Source data:
************

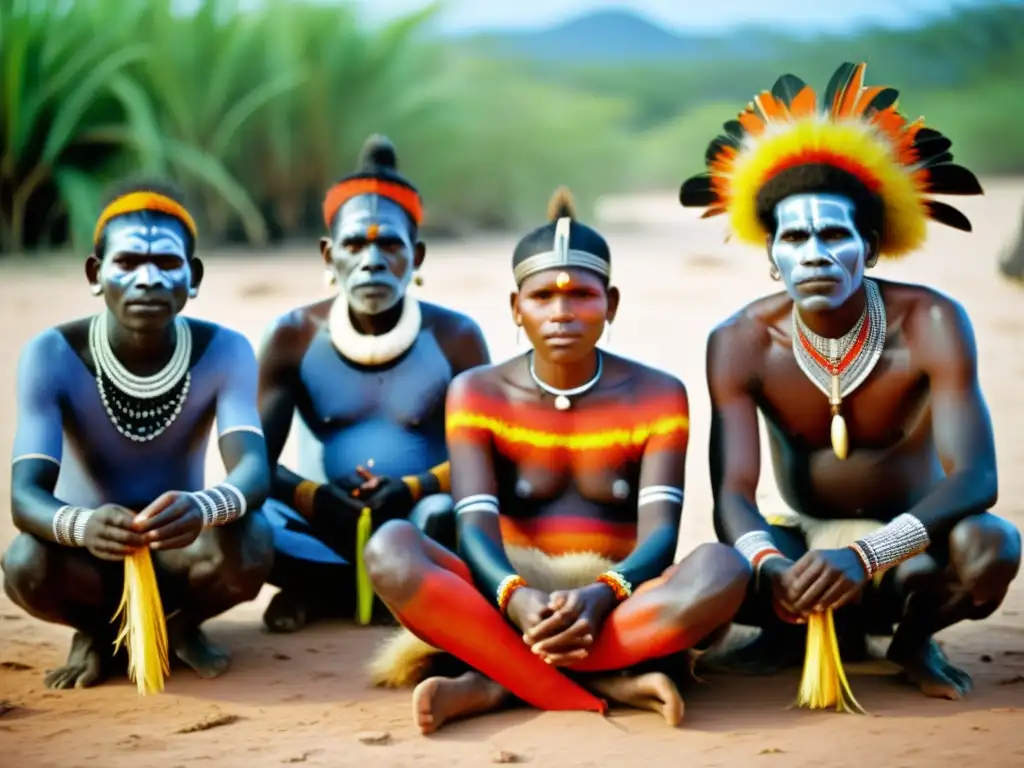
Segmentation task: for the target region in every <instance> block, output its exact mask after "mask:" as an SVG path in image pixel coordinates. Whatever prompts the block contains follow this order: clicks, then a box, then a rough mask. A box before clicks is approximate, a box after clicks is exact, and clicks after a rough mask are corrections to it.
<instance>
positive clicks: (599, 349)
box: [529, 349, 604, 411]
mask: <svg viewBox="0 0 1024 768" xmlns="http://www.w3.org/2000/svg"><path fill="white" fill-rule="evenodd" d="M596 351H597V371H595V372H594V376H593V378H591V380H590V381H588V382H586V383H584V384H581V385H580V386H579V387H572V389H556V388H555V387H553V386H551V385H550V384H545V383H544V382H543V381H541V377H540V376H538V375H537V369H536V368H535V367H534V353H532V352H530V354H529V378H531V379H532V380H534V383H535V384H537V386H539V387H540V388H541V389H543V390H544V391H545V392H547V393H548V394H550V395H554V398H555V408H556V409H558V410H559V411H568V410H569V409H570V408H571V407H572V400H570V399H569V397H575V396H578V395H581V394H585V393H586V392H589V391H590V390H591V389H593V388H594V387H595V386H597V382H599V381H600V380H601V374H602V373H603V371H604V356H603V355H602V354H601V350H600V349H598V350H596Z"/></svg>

************

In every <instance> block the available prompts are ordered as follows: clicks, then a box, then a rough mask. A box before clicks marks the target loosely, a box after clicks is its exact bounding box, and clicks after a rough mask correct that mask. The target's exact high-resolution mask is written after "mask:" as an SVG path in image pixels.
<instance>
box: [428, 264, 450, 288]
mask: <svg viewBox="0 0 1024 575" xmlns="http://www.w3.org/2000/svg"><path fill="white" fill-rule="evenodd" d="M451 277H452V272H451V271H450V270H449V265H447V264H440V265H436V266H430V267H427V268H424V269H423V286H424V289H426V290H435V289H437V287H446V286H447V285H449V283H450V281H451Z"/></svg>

************

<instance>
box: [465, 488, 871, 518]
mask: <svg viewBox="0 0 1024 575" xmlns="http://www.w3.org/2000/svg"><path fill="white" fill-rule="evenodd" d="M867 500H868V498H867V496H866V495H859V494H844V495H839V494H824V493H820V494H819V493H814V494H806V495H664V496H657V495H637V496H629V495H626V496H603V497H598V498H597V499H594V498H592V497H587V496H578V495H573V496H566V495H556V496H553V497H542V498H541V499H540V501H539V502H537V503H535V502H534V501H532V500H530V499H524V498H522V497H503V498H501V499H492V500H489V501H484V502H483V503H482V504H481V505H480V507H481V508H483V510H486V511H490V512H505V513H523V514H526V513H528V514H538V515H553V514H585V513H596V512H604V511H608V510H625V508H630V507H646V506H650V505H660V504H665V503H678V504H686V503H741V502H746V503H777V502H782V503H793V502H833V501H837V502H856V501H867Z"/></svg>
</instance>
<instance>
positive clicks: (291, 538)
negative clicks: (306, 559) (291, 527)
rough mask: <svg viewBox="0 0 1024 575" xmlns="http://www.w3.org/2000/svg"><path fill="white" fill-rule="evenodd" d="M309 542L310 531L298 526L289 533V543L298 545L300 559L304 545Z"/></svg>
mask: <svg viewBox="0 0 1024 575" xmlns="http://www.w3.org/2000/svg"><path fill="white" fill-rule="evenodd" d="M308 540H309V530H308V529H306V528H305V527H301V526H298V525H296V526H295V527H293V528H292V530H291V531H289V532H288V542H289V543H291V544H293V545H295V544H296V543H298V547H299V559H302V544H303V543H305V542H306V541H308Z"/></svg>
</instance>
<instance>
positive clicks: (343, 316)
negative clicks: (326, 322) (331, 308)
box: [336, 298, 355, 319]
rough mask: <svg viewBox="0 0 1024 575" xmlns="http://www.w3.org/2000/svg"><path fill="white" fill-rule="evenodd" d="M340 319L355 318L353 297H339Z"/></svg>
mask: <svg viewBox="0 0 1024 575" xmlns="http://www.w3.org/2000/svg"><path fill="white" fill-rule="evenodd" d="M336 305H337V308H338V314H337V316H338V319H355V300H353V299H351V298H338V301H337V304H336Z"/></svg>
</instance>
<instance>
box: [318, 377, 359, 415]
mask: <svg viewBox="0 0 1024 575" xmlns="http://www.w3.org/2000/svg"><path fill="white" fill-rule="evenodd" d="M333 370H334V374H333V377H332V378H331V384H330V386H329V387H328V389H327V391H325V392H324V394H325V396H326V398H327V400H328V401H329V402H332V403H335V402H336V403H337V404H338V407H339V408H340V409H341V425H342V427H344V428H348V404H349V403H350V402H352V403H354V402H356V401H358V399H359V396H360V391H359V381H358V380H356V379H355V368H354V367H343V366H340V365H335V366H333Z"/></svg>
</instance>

************

Exercise goal: Search the entries for the word "negative" and copy every line that has it.

Exercise output:
negative clicks: (306, 559) (291, 527)
negative clicks: (326, 322) (331, 308)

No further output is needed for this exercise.